-- YOUR GOAL --
Please retype the data in full and exactly; the pictures are not part of the copy.

-- DATA FOR THE TASK --
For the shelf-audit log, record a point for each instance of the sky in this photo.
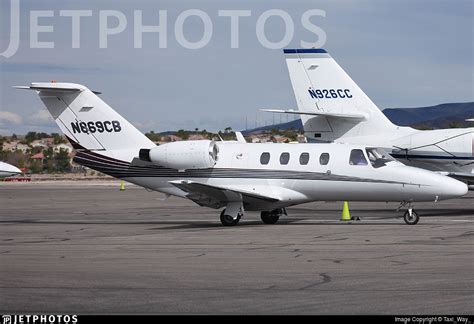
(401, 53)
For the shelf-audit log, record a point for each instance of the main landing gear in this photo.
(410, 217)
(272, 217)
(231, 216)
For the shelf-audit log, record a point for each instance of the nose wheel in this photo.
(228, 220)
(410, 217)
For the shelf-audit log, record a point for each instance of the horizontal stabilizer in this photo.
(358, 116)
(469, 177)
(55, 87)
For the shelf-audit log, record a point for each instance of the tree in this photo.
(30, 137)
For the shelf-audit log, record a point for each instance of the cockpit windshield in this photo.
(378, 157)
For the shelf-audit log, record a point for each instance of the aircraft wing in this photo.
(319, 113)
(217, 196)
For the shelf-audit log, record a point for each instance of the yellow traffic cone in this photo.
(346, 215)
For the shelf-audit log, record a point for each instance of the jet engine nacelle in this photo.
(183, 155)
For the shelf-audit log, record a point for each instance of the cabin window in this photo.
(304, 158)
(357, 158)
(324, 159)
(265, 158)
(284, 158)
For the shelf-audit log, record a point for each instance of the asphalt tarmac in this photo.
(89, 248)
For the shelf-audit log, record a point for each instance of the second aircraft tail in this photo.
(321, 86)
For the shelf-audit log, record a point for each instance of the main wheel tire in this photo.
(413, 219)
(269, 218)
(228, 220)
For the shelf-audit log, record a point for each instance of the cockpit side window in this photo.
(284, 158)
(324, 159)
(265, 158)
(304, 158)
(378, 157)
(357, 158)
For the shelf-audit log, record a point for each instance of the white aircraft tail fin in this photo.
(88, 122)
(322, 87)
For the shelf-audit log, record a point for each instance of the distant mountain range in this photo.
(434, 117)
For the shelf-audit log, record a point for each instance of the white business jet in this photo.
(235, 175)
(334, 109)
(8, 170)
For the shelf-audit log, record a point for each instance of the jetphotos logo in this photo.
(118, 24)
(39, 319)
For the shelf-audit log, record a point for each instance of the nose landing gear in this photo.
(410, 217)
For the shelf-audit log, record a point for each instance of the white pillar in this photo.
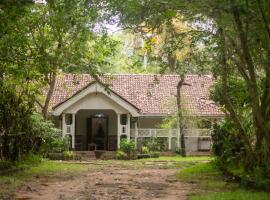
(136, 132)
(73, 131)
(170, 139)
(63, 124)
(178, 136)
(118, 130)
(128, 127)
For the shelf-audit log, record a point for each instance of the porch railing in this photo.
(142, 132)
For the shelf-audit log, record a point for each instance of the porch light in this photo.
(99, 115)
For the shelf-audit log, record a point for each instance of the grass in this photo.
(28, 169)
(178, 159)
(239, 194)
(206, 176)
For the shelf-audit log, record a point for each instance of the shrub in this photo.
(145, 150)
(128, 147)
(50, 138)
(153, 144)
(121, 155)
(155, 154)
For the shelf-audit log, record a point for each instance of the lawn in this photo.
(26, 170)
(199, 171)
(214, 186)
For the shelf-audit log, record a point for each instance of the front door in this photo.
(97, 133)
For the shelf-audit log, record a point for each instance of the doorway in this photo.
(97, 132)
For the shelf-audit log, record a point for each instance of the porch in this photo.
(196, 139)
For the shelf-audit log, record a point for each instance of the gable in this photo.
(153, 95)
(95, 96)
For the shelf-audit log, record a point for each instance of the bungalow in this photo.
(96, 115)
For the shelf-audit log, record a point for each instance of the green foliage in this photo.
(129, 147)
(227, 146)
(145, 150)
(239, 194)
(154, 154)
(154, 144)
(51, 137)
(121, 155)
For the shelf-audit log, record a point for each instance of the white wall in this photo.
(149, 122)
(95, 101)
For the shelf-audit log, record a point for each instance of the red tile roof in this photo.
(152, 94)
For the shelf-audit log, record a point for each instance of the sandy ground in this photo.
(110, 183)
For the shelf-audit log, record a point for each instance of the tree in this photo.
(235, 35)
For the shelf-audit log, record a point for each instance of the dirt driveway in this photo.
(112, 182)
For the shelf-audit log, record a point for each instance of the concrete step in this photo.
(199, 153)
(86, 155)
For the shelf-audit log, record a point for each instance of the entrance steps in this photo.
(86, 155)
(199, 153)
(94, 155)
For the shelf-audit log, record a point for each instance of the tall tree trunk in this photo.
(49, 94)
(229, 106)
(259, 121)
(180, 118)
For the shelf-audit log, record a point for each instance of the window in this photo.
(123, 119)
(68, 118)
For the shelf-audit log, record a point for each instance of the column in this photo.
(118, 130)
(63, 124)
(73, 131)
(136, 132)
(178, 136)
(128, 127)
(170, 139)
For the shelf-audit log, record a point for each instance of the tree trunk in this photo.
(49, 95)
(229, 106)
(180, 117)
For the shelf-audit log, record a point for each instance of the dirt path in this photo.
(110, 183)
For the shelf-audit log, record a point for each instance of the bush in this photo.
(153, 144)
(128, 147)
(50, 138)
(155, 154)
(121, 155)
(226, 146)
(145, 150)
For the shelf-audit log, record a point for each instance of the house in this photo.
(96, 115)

-- SOLUTION TO THE EXERCISE --
For the shelf-audit log, record a point for each instance of the sky in this photo.
(401, 53)
For the shelf-audit log, record a point for each instance of the main landing gear in this photo.
(410, 217)
(272, 217)
(231, 216)
For the shelf-audit log, record a point for each instance of the nose wheel in this photo.
(228, 220)
(410, 217)
For the shelf-audit log, record a point for each instance of the horizontal stabilizer in this photo.
(358, 116)
(469, 177)
(55, 87)
For the shelf-audit log, record a point for each instance of the tree in this photo.
(30, 137)
For the shelf-audit log, record a point for each instance of the cockpit windshield in this photo.
(378, 157)
For the shelf-audit log, record a point for each instance of the aircraft wing in this photo.
(319, 113)
(217, 196)
For the shelf-audit log, record a point for each instance of the yellow traffic cone in this photo.
(346, 215)
For the shelf-audit log, record a point for each instance of the jet engine nacelle in this photo.
(183, 155)
For the shelf-audit log, record a point for each instance of the cabin window in this photo.
(304, 158)
(357, 158)
(324, 159)
(265, 158)
(284, 158)
For the shelf-audit log, record a point for each instance of the asphalt tarmac in this photo.
(89, 248)
For the shelf-audit log, record a point for each instance of the second aircraft tail in this photo.
(321, 86)
For the shelf-audit log, record a point for each instance of the main wheel tire in this photo.
(413, 219)
(269, 218)
(228, 220)
For the shelf-audit log, record a point for each instance of the cockpit side window in this photo.
(284, 158)
(324, 159)
(265, 158)
(304, 158)
(378, 157)
(357, 158)
For the shelf-audit log, record a point for each instance of the white aircraft tail fin in this photo.
(88, 122)
(322, 87)
For the shelf-audit log, record a point for each instance of the distant mountain range in this photo.
(434, 117)
For the shelf-audit log, record a point for each instance of the white business jet in this photo.
(235, 175)
(334, 109)
(8, 170)
For the shelf-audit log, record a point for each instance of the jetphotos logo in this photo.
(118, 24)
(39, 319)
For the shelf-audit log, record a point for each instance of the nose landing gear in this photo.
(410, 217)
For the shelf-audit log, record a point for each instance of the white pillar in this photo.
(136, 132)
(73, 131)
(170, 139)
(63, 124)
(178, 136)
(118, 130)
(128, 127)
For the shelf-audit log, record a point for each instance of the porch railing in this photo.
(142, 132)
For the shelf-audit log, record a point for each instance of the porch light in this photo.
(99, 115)
For the shelf-audit log, record a point for each instance of the grass in this photo.
(28, 169)
(178, 159)
(239, 194)
(206, 176)
For the shelf-audit log, record a point for each instance of the shrub in this photo.
(145, 150)
(128, 147)
(50, 138)
(153, 144)
(121, 155)
(155, 154)
For the shelf-audit log, record a point for each instance of the lawn in this photo.
(26, 170)
(199, 171)
(214, 186)
For the shelf-audit log, record a point for each instance of the front door in this photo.
(97, 133)
For the shelf-audit log, record a point for each instance of the doorway in this photo.
(97, 132)
For the shelf-audit log, record a point for each instance of the porch in this photo.
(196, 139)
For the shelf-audit log, record a point for each instance of the gable in this photo.
(153, 95)
(95, 96)
For the shelf-audit log, record a point for each instance of the bungalow in this photo.
(96, 115)
For the shelf-audit log, record a point for each instance of the green foliage in this photo.
(129, 147)
(227, 146)
(145, 150)
(239, 194)
(154, 154)
(154, 144)
(51, 137)
(121, 155)
For the shelf-audit log, record a point for each instance of the white wall in this photo.
(149, 122)
(95, 101)
For the shelf-audit log, record a point for each instance of the red tile roof in this photo.
(152, 94)
For the shelf-audit log, record a point for each instance of the sandy ground in this photo.
(110, 183)
For the shelf-audit log, record a point for each instance of the tree in this photo.
(235, 35)
For the shelf-audit log, record a point for each instance of the dirt driveway in this photo.
(112, 182)
For the shelf-audit log, record a point for each instance of the concrete step in this photo.
(199, 153)
(86, 155)
For the shelf-audit log, record a point for each instance of the entrance steps in this photo.
(86, 155)
(199, 153)
(94, 155)
For the shelf-audit log, record a point for each instance of the tall tree trunk in this photo.
(49, 94)
(229, 106)
(259, 121)
(180, 118)
For the shelf-audit log, record a point for each instance of the window in this photo.
(123, 119)
(68, 118)
For the shelf-audit log, record a point for each instance of the column in this photo.
(118, 130)
(63, 124)
(73, 131)
(136, 132)
(178, 136)
(128, 127)
(170, 139)
For the shelf-audit log, record a point for each instance of the tree trunk in this photo.
(49, 95)
(229, 106)
(180, 117)
For the shelf-audit log, record a point for each instance of the dirt path in this photo.
(110, 183)
For the shelf-audit log, record a point for each instance of the bush in this photo.
(153, 144)
(128, 147)
(50, 138)
(155, 154)
(121, 155)
(226, 146)
(145, 150)
For the shelf-audit log, record a point for each instance of the house in this photo.
(96, 115)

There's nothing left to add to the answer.